▸ About this exercise
Take the data and return it in full. Change nothing.

▸ Data supplied
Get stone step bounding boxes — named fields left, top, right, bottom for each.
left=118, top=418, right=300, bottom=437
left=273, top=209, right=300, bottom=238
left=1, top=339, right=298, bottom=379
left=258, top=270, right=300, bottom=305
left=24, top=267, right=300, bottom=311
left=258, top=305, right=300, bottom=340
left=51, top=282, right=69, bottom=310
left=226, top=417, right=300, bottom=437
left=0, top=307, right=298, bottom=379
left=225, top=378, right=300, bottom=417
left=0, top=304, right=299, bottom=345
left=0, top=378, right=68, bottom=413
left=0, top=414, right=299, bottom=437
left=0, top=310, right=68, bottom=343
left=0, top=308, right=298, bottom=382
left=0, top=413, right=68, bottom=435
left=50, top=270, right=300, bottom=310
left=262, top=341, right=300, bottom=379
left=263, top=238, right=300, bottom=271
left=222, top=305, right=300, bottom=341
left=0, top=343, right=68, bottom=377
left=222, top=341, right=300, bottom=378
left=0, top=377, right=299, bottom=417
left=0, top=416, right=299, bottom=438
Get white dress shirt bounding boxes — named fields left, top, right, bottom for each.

▸ Solution
Get stone step bounding boxes — named fields left, top, right, bottom for each.
left=118, top=418, right=300, bottom=437
left=273, top=209, right=300, bottom=238
left=1, top=339, right=298, bottom=379
left=258, top=270, right=300, bottom=305
left=24, top=267, right=300, bottom=311
left=258, top=305, right=300, bottom=340
left=51, top=282, right=69, bottom=310
left=226, top=417, right=300, bottom=437
left=0, top=307, right=298, bottom=379
left=225, top=378, right=300, bottom=417
left=0, top=304, right=299, bottom=345
left=0, top=378, right=68, bottom=413
left=0, top=414, right=299, bottom=437
left=0, top=310, right=68, bottom=343
left=0, top=308, right=298, bottom=382
left=0, top=413, right=68, bottom=435
left=50, top=270, right=300, bottom=310
left=262, top=341, right=300, bottom=379
left=263, top=238, right=300, bottom=271
left=222, top=305, right=300, bottom=341
left=0, top=343, right=68, bottom=377
left=222, top=341, right=300, bottom=378
left=0, top=377, right=299, bottom=417
left=0, top=416, right=299, bottom=438
Get white dress shirt bounding boxes — named fields left, top, right, bottom for each.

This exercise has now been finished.